*Yang Harus Dikerjakan*.
[a] Tuliskan kembali bagian kutipan tentang jurusan pertanian antara "Alasan bahwa sarjana" dan "perencana bidang pertanian.", termasuk kedua bagian itu.
[b] Menurut kutipan tentang jurusan pertanian, mengapa anggapan bahwa sarjana pertanian sulit mendapat pekerjaan disebut terlalu absurd? Jawab dalam satu sampai tiga kalimat.
[c] Lanjutkan kutipan tentang jurusan pertanian, mulai setelah kalimat terakhir yang tertera.

*Kutipan Dokumen*.

• • • • •

Banyak pihak, termasuk para rektor, prihatin ketika sekitar 2.894 kursi jurusan pertanian di 47 perguruan tinggi negeri peserta SNMPTN 2008 kosong. (Kompas, 1 Agustus). Selain ironis, mengingat ketatnya persiangan masuk perguruan tinggi negeri (PTN) hal ini membuktikan minat generasi terhadap bidang pertanian rendah. Padahal, Indonesia adalah negara agraris.
Alasan bahwa sarjana pertananian sulit mendapat pekerjaan rasanya terlalu absurd. Sebab, sebagai bidang yang kompleks, pertanian adalah bidang yang mampu menyerap tenaga kerja dalam jumlah besar. Terlebih karena perekonomian bangsa kita lebih banyak ditopang kegiatan pertanian. Perlu dicermati mengapa bidang ini, bagi calon mahasiswa, seperti tidak memiliki bargaining dibanding bidang lain. Padahal, mahasiswa pertanian tidak digodok hanya untuk menjadi petani, tetapi pakar dan perencana bidang pertanian.

• • • • •

*Catatan Tersimpan*.

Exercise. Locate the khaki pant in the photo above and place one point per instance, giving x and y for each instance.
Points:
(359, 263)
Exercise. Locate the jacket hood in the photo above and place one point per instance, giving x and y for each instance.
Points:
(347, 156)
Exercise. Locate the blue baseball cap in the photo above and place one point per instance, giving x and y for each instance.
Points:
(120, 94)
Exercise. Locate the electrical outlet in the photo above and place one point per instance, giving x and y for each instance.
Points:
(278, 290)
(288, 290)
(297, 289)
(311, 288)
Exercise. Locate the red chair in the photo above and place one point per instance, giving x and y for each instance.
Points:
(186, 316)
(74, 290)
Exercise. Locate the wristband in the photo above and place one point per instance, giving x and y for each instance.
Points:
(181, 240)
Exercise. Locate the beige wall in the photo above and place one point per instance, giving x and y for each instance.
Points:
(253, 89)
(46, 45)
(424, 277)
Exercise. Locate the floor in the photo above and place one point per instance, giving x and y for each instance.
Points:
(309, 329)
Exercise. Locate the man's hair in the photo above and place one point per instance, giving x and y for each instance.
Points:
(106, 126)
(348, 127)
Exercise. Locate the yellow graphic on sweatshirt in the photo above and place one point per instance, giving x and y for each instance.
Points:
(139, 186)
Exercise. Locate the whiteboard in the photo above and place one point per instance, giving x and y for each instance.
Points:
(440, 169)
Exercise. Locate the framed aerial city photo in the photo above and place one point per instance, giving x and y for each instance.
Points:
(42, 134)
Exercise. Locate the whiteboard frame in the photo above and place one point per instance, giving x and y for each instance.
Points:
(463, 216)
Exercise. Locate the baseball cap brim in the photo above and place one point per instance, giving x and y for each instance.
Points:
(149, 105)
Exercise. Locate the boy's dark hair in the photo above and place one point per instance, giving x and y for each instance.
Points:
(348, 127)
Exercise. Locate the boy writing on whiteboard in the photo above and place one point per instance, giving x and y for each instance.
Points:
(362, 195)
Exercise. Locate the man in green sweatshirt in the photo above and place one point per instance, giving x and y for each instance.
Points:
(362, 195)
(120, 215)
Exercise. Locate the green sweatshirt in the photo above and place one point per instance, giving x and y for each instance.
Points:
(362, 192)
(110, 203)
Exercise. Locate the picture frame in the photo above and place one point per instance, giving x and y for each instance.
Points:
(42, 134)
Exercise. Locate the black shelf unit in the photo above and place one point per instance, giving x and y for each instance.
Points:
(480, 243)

• • • • •

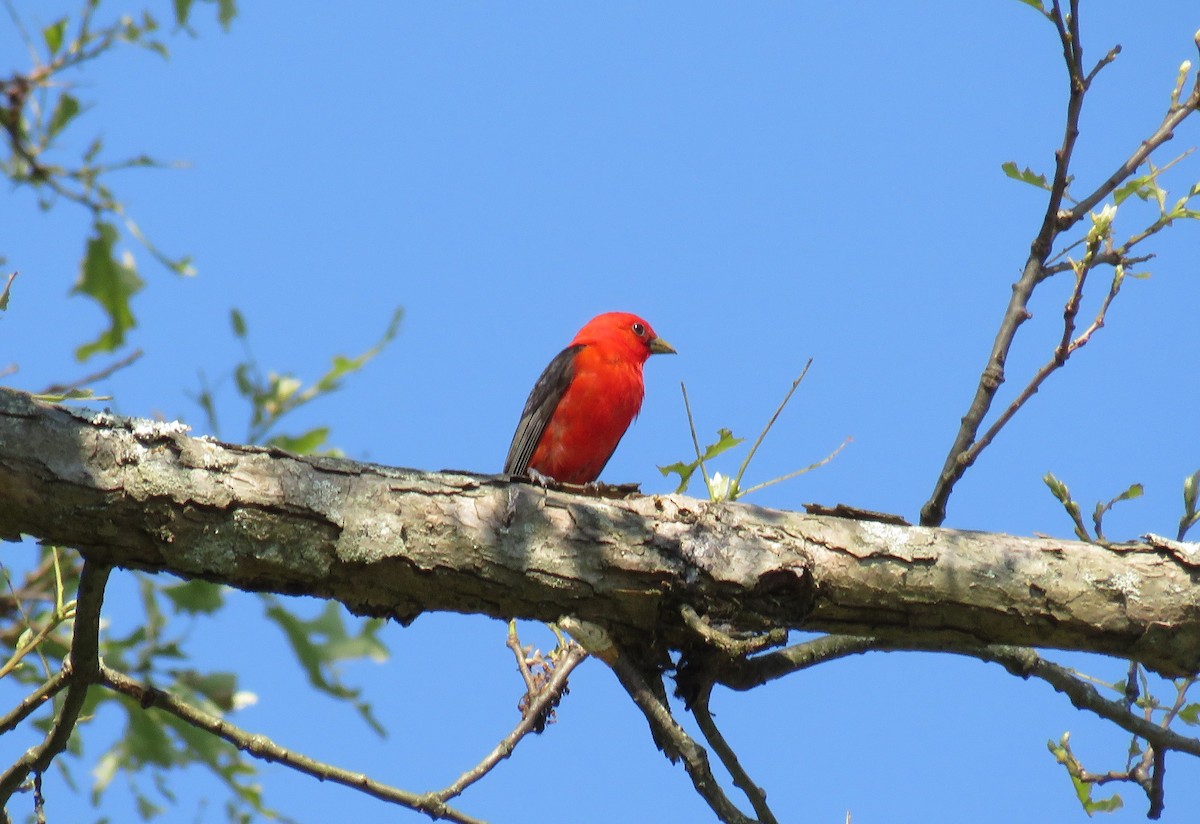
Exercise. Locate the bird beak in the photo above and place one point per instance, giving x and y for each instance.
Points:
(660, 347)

• • • • •

*Jawaban yang Diberikan*.
[a]
Alasan bahwa sarjana pertananian sulit mendapat pekerjaan rasanya terlalu absurd. Sebab, sebagai bidang yang kompleks, pertanian adalah bidang yang mampu menyerap tenaga kerja dalam jumlah besar. Terlebih karena perekonomian bangsa kita lebih banyak ditopang kegiatan pertanian. Perlu dicermati mengapa bidang ini, bagi calon mahasiswa, seperti tidak memiliki bargaining dibanding bidang lain. Padahal, mahasiswa pertanian tidak digodok hanya untuk menjadi petani, tetapi pakar dan perencana bidang pertanian.

[b] Pertanian adalah bidang yang kompleks sehingga mampu menyerap tenaga kerja dalam jumlah besar. Terlebih lagi, perekonomian bangsa lebih banyak ditopang oleh kegiatan pertanian.

[c]
Menurunnya peminat bidang pertanian antara lain disebabkan oleh pergeseran persepsi belajar di kalangan mahasiswa. Mereka terjebak pemikiran pragmatis dengan menganggap pendidikan sebagai salah satu tahap mendapat pekerjaan. Padahal pandangan tersebut tidak sepenuhnya benar.
Persepsi Keliru
Aliran konstruktivisme mengartikan belajar sebagai proses yang menghasilkan perubahan tingkah laku. Artinya, belajar yang berhasil berimplikasi langsung pada tingkah laku, baik berupa sikap, kebiasaan, pola pikir, pemahaman, maupun penguasaan konsep.
Namun belakangan, asumsi belajar tersebut mengalami pergeseran yang seginifkan. Tidak sedikit mahasiswa yang menganggap belajar sebagai prasyarat meraih nilai bagus karena memiliki keampuhan menentukan masa depan. Padahal, belum tentu angka-angka dalam laporan akademik menggambarkan keadaan yang sebenarnya. Terlebih dalam proses evaluasi belajar kerap terjadi kesalahan sehingga memberi peserta didik bertindak curang.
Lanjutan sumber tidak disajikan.